### [Direction]
Can you rewrite only the lines from the one containing "find the textured" through the end of the material, both included and requests kept, scaling each coordinate in the answers by 0.95 and rounding to whole numbers with halves rounded up?

### [Data excerpts]
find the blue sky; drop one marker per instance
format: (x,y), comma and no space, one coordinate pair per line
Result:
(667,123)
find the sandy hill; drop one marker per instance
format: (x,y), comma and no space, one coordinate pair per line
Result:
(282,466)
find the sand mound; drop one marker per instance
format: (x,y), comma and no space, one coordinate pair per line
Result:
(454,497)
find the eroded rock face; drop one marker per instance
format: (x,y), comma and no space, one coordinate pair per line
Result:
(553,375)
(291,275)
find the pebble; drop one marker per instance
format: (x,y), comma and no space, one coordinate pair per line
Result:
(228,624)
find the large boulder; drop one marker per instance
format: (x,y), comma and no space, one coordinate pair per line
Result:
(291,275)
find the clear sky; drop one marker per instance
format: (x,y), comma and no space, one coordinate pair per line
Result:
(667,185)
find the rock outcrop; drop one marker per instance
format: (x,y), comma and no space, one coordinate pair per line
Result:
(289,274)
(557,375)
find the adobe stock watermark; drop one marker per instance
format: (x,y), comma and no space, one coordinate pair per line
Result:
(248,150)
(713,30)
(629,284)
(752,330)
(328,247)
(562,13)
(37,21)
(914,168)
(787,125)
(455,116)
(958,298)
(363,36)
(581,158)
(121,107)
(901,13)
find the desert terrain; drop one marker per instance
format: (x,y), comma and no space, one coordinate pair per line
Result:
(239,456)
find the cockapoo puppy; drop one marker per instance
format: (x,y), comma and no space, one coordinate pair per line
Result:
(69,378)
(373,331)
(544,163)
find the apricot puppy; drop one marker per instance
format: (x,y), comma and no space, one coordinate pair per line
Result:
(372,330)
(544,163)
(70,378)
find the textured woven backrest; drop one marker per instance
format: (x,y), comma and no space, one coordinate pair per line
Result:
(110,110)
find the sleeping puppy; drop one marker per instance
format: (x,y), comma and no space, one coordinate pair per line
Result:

### [Solution to this problem]
find the textured woven backrest; drop one marker per instance
format: (x,y), comma and no space, one coordinate pair per line
Result:
(105,105)
find the sleeping puppy; drop one marker per instance
format: (x,y), comma and no space, one coordinate pair per line
Result:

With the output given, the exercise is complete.